Exercise instructions:
Nothing is needed except the lines below that run from the one with "Locate the stainless" through the one with "Locate the white wall", repeated exactly.
┌──
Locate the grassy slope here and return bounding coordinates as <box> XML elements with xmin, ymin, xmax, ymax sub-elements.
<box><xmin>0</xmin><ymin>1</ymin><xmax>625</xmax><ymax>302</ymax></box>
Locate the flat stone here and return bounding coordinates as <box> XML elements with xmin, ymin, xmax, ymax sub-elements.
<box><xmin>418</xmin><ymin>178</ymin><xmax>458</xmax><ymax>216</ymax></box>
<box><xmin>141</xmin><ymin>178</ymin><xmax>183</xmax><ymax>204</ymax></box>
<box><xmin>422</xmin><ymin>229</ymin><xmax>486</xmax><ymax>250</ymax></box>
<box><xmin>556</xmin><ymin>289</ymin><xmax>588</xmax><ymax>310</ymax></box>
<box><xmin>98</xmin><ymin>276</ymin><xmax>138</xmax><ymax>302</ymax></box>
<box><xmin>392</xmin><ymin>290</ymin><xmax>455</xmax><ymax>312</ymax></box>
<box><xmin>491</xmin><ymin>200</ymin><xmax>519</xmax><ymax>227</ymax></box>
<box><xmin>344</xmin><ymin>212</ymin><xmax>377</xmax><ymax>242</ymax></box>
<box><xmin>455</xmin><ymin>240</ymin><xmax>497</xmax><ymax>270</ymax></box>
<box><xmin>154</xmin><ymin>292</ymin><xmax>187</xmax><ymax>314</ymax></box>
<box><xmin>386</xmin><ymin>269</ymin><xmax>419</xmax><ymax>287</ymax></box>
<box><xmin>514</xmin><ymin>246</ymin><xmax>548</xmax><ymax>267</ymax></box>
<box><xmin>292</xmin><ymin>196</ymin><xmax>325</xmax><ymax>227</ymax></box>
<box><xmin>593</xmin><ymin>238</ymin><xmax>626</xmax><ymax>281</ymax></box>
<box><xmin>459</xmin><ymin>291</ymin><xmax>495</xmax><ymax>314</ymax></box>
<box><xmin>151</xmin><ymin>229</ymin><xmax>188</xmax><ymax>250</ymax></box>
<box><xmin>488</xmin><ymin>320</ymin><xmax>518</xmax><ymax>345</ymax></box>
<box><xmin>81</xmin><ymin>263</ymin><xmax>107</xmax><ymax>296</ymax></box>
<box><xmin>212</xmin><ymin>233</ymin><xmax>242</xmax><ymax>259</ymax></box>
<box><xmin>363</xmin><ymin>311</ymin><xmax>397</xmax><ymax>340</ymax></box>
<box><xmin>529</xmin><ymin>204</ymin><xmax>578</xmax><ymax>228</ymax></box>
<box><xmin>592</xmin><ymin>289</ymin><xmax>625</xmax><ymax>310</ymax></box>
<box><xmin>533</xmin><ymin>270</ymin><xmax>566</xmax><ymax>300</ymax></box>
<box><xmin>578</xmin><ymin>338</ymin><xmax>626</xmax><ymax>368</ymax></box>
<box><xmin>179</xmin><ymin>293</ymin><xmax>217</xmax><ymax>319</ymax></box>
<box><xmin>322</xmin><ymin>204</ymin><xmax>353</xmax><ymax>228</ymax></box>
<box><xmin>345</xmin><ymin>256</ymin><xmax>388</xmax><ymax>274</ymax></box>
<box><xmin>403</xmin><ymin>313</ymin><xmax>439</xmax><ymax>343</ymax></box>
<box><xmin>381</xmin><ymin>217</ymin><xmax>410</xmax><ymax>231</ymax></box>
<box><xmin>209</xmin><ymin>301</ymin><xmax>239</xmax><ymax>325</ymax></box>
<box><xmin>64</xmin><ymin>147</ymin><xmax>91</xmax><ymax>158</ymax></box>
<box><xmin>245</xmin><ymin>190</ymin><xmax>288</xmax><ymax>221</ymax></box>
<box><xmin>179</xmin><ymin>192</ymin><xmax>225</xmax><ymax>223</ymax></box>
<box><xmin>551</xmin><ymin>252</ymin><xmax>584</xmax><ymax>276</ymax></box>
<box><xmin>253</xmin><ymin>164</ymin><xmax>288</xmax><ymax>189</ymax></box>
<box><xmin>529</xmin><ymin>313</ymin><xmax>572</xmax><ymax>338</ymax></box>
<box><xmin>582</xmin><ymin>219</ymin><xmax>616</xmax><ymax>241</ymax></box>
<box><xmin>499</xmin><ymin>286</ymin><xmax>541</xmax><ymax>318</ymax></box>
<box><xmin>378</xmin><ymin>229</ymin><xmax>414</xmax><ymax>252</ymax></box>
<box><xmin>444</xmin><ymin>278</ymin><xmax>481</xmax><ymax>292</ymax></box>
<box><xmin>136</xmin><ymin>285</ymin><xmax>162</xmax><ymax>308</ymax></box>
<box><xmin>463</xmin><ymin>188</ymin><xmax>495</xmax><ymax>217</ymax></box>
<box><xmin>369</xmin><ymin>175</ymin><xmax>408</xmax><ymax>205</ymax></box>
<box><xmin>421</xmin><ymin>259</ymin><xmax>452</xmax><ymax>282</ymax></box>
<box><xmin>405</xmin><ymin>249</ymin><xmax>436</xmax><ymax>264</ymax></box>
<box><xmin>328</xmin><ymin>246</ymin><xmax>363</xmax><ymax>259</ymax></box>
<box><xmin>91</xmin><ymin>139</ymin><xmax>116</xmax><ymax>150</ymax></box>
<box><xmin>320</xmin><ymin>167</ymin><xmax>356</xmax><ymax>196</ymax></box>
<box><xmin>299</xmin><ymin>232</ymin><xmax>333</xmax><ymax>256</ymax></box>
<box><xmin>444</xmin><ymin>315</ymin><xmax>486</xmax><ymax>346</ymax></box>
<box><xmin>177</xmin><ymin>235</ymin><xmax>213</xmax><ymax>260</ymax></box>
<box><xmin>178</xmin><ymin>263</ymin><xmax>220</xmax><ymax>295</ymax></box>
└──
┌──
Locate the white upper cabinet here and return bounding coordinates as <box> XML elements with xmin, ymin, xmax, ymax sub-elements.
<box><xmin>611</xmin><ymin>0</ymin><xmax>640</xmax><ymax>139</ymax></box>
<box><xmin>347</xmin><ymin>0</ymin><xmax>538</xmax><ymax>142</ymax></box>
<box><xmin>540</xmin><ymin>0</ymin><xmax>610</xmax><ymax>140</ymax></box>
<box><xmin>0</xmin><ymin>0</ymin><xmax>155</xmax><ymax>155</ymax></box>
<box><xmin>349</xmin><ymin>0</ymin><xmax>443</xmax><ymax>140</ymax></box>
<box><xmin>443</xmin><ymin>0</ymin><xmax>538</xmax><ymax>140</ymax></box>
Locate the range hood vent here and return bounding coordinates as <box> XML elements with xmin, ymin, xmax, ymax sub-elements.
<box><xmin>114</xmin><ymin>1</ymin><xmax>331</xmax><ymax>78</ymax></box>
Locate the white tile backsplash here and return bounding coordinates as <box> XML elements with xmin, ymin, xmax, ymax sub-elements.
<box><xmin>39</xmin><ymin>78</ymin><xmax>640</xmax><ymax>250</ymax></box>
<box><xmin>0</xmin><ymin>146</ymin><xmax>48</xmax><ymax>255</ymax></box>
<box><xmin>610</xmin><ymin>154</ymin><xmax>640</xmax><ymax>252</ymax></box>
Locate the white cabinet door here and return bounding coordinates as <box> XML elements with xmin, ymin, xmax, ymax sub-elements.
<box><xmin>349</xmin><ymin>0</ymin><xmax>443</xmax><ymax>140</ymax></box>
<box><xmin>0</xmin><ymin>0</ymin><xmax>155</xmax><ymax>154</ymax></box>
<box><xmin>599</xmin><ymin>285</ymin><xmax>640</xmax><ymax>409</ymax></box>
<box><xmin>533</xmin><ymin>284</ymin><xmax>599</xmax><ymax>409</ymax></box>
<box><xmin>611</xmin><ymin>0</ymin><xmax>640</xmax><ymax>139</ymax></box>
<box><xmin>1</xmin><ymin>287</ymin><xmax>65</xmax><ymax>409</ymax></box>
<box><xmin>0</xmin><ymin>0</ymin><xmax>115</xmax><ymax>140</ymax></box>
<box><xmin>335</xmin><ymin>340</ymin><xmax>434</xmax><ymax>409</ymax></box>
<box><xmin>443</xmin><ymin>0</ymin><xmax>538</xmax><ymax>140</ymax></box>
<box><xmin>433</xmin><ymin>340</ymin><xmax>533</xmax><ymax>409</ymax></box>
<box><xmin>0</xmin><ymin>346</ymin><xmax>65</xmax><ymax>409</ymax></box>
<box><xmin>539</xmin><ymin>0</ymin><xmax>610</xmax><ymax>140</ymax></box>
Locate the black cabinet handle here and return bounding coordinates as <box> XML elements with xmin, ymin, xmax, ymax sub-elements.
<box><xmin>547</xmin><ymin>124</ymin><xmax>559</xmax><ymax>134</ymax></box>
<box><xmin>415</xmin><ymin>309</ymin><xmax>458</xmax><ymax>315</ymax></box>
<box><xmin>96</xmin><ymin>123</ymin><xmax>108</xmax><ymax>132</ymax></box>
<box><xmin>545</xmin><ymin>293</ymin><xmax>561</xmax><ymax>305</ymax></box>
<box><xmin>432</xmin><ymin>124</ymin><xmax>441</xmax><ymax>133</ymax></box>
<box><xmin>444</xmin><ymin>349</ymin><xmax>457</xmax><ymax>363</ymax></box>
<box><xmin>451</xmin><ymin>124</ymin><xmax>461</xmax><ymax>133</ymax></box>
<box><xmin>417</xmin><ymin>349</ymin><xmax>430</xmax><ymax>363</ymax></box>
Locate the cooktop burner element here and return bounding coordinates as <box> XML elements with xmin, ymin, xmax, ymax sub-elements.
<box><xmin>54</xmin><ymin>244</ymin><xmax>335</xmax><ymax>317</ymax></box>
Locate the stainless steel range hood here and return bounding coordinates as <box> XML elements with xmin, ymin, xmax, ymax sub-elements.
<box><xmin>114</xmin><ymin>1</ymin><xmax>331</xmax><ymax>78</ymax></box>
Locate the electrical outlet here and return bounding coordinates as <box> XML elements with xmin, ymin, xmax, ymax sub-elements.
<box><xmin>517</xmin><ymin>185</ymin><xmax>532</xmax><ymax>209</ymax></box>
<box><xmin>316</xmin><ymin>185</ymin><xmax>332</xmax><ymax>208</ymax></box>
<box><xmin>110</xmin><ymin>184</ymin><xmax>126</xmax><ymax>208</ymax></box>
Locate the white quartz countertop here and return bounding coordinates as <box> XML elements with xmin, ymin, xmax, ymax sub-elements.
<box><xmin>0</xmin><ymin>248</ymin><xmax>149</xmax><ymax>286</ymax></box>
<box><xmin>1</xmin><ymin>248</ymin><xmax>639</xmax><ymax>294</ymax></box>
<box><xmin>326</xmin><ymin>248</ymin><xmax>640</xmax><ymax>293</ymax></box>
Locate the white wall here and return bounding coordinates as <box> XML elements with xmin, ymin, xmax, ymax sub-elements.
└──
Written solution:
Locate the stainless steel range hood here and return bounding coordinates as <box> XML elements with xmin, ymin, xmax, ymax sub-elements.
<box><xmin>114</xmin><ymin>1</ymin><xmax>331</xmax><ymax>78</ymax></box>
Locate the electrical outlet here and return bounding coordinates as <box> XML elements with xmin, ymin, xmax, ymax sub-elements.
<box><xmin>517</xmin><ymin>185</ymin><xmax>532</xmax><ymax>209</ymax></box>
<box><xmin>316</xmin><ymin>185</ymin><xmax>332</xmax><ymax>208</ymax></box>
<box><xmin>110</xmin><ymin>184</ymin><xmax>126</xmax><ymax>208</ymax></box>
Locate the white quartz countertop here and return bounding coordinates as <box> XML elements with xmin, ymin, xmax, ymax sub-elements.
<box><xmin>0</xmin><ymin>248</ymin><xmax>149</xmax><ymax>286</ymax></box>
<box><xmin>1</xmin><ymin>248</ymin><xmax>639</xmax><ymax>294</ymax></box>
<box><xmin>326</xmin><ymin>248</ymin><xmax>640</xmax><ymax>293</ymax></box>
Locate the white wall here and return bounding coordinates as <box> XML elements with xmin, ymin, xmax, ymax sub-elements.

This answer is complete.